Give again every line from the one with "Check that each instance of the wheelbarrow" through the last line of the data, exactly, and leave out the lines before it.

BEGIN Data provided

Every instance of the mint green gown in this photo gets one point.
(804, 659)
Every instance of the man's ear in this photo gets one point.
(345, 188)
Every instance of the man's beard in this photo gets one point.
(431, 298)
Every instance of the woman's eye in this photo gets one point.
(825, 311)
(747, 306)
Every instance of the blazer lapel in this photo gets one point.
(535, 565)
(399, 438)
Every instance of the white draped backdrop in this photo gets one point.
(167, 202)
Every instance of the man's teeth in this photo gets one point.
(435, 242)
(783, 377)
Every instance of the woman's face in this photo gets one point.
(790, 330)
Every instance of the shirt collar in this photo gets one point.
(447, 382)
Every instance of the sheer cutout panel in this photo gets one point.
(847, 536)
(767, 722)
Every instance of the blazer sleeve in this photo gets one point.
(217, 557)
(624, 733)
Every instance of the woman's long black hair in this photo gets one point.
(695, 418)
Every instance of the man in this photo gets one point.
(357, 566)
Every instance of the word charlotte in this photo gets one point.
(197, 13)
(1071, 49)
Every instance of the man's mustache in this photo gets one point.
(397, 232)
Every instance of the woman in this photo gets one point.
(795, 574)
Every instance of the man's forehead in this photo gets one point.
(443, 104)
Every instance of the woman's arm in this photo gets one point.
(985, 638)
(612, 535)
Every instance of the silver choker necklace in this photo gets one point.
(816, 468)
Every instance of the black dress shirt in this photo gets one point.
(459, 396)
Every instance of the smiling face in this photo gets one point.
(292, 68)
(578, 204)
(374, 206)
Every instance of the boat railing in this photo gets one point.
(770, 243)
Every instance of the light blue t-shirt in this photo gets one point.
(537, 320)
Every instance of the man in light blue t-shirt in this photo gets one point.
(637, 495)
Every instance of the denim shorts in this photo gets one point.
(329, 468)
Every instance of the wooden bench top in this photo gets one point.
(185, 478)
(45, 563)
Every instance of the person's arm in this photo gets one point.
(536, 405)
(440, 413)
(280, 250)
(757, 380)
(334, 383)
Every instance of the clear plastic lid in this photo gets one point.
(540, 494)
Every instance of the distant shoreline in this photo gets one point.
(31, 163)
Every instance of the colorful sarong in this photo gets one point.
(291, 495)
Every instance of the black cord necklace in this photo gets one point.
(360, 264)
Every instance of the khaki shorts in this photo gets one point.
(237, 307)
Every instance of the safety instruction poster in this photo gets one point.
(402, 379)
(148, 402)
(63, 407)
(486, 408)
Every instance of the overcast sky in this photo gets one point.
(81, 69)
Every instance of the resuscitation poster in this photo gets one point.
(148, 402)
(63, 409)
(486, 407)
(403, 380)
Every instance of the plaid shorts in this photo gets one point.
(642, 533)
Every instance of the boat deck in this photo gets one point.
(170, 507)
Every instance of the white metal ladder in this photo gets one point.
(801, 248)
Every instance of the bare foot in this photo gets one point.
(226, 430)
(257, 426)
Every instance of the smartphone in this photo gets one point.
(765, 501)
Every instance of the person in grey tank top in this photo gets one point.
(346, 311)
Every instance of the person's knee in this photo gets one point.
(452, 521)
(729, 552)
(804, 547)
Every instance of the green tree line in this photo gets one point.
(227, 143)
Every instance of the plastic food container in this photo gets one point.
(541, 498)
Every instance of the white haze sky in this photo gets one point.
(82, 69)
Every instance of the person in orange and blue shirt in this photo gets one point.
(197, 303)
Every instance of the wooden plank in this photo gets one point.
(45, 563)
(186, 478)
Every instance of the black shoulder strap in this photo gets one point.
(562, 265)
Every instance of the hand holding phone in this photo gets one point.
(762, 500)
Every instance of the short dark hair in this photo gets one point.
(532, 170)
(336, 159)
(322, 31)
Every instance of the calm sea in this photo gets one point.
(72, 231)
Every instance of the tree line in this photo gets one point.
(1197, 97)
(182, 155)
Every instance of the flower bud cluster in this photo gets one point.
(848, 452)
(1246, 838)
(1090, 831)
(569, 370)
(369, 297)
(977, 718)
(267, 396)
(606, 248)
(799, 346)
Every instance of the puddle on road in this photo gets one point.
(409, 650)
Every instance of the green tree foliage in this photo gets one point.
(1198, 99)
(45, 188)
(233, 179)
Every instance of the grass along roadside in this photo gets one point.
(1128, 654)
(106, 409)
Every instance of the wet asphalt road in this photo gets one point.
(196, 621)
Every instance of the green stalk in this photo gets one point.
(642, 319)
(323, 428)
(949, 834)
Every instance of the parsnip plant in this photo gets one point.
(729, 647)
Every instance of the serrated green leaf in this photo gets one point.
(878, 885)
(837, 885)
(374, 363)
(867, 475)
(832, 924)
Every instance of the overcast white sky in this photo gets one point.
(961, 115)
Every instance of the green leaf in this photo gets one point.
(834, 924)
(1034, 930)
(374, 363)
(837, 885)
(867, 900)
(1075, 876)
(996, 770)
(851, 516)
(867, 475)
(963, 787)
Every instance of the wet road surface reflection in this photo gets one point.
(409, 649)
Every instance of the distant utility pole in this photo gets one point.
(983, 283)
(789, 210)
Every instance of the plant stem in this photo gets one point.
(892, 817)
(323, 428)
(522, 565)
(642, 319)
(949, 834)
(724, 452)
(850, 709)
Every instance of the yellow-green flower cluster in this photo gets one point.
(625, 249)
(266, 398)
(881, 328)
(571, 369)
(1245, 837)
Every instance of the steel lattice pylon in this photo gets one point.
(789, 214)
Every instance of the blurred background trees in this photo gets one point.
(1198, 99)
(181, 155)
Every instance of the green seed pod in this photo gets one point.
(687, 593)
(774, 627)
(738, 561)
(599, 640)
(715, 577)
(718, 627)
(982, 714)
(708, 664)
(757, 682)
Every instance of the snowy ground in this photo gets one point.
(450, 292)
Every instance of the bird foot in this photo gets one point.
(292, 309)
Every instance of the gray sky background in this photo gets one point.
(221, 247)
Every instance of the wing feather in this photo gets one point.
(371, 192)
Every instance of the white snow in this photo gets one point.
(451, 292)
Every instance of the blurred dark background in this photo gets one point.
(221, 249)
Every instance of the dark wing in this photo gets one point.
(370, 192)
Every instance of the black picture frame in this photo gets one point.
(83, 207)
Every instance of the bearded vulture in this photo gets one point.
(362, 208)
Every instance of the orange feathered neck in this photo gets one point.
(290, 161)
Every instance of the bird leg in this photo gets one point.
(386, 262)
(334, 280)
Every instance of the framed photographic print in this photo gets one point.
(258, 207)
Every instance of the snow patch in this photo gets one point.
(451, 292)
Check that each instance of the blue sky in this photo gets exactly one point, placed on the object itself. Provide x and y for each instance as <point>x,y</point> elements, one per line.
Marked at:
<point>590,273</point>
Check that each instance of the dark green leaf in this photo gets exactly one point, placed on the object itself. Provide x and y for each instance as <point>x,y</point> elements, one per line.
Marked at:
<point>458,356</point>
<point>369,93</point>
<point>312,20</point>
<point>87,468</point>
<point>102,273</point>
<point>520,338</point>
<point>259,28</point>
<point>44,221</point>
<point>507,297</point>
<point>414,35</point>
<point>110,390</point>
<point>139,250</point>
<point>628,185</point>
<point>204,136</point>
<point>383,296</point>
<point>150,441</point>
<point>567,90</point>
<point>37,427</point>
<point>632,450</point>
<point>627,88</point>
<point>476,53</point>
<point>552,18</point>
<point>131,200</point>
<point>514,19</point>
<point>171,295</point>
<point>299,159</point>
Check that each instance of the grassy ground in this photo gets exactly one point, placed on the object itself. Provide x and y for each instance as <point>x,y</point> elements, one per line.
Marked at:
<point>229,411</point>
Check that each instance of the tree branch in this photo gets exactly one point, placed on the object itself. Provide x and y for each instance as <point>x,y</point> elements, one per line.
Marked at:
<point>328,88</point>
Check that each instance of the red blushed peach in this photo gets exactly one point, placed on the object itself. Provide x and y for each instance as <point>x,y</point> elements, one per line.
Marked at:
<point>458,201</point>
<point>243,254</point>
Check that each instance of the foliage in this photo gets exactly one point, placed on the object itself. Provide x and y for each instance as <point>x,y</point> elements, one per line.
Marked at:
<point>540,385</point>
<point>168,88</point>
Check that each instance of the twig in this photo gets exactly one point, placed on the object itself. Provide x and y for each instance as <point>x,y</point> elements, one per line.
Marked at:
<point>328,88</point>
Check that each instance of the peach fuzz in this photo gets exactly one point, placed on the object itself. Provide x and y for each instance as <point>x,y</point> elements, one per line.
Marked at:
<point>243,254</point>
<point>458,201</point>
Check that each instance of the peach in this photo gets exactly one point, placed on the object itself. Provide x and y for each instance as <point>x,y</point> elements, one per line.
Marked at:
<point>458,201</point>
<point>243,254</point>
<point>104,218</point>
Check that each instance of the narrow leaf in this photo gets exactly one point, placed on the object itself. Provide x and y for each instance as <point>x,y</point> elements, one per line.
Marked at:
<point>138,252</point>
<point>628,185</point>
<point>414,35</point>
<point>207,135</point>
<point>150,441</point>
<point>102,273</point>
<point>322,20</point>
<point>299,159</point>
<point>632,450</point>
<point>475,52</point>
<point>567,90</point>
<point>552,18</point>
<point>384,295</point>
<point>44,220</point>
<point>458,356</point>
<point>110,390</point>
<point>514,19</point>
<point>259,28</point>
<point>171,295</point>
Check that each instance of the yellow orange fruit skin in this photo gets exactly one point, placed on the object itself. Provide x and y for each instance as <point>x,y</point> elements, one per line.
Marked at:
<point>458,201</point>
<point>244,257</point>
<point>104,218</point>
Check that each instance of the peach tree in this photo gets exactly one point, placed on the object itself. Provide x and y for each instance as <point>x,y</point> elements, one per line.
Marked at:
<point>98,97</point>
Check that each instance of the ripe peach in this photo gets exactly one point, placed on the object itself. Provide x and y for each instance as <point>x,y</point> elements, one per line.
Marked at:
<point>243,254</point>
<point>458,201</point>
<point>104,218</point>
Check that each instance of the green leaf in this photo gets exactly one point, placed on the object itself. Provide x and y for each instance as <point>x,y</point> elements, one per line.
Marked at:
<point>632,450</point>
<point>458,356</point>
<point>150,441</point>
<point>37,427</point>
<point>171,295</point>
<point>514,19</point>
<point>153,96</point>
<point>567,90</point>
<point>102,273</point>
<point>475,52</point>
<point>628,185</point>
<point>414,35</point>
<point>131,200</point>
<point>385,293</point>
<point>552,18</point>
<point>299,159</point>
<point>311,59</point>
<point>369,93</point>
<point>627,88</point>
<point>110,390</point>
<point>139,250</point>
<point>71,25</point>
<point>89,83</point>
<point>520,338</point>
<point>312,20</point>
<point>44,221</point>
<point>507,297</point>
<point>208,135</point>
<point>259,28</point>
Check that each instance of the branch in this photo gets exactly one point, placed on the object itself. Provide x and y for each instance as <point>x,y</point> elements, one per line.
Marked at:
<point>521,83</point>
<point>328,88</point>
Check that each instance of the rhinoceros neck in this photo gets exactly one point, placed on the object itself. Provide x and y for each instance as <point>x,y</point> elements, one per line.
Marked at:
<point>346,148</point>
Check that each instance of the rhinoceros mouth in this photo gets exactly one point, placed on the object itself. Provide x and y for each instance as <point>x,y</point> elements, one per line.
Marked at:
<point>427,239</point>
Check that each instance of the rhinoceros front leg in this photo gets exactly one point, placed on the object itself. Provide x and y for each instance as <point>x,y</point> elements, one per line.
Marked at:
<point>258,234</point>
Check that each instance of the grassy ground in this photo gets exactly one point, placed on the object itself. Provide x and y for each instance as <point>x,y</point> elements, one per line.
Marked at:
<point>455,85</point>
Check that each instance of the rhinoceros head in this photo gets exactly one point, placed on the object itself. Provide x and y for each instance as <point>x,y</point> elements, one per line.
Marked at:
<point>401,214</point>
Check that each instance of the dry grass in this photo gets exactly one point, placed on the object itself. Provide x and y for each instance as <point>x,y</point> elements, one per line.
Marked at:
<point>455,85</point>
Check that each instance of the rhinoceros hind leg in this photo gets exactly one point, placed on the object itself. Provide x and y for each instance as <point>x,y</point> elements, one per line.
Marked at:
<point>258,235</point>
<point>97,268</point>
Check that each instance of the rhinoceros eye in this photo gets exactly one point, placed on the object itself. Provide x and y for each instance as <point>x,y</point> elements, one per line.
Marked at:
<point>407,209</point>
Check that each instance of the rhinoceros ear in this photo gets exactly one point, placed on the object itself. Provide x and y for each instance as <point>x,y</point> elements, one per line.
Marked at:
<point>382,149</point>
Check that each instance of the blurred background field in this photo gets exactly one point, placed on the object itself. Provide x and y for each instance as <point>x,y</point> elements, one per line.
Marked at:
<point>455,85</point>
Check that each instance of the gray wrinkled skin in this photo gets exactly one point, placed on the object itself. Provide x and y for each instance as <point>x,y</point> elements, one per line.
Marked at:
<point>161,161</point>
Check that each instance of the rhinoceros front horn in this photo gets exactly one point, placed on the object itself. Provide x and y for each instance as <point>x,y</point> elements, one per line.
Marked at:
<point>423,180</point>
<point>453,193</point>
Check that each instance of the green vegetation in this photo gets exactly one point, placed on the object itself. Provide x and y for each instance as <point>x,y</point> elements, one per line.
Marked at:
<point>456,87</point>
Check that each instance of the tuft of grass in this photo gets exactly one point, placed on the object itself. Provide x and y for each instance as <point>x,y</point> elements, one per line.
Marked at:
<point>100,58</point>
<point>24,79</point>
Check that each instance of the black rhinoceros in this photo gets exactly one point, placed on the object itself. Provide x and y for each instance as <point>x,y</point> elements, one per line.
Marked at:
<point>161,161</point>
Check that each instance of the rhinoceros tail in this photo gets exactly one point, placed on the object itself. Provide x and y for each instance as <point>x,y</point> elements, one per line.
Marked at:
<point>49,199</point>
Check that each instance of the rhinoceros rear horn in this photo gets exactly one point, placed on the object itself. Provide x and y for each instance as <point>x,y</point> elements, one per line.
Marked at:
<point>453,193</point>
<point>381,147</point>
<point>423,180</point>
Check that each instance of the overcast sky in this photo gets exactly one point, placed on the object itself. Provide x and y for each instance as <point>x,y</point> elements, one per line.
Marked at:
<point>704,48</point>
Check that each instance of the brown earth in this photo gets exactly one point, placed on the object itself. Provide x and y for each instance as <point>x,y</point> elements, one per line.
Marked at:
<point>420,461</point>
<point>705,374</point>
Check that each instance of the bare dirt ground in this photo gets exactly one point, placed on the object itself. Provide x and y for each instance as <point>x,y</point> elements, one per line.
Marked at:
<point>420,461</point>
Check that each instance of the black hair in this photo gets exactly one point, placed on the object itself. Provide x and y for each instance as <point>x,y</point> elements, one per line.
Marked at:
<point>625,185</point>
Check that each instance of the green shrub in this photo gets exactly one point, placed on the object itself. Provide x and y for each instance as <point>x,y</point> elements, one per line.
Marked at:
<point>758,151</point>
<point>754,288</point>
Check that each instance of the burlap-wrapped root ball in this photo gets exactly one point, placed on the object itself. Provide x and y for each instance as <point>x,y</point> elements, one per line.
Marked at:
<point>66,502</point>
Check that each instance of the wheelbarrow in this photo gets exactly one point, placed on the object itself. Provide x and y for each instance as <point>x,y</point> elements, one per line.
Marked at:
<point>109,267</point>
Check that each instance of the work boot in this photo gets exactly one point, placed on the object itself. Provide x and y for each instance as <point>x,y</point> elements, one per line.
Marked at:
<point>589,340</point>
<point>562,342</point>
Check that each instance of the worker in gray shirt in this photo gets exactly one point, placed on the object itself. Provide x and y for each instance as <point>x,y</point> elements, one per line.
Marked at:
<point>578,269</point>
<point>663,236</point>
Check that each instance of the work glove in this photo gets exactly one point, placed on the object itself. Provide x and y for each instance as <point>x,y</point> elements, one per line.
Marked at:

END Data provided

■ **Solution for this exercise**:
Check that each instance of the wheelbarrow in this photo gets exactly one point, placed on the object itself. Provide x and y for each instance as <point>x,y</point> elements, one per line.
Marked at:
<point>109,267</point>
Check that each instance of the work boot in this photo gets exactly one point, placed on the object itself. Provide x and y for each instance as <point>x,y</point> elements, one per line.
Marked at:
<point>589,340</point>
<point>562,342</point>
Check that each instance of the worker in gray shirt in this photo gets exactly one point, placed on the object itself. Provide x and y for each instance as <point>x,y</point> elements, one per line.
Marked at:
<point>578,269</point>
<point>663,236</point>
Check that each instance of the work glove in this photo gets exactly one point, placed on the object itself. Provide x and y for each instance as <point>x,y</point> elements, one per line.
Marked at:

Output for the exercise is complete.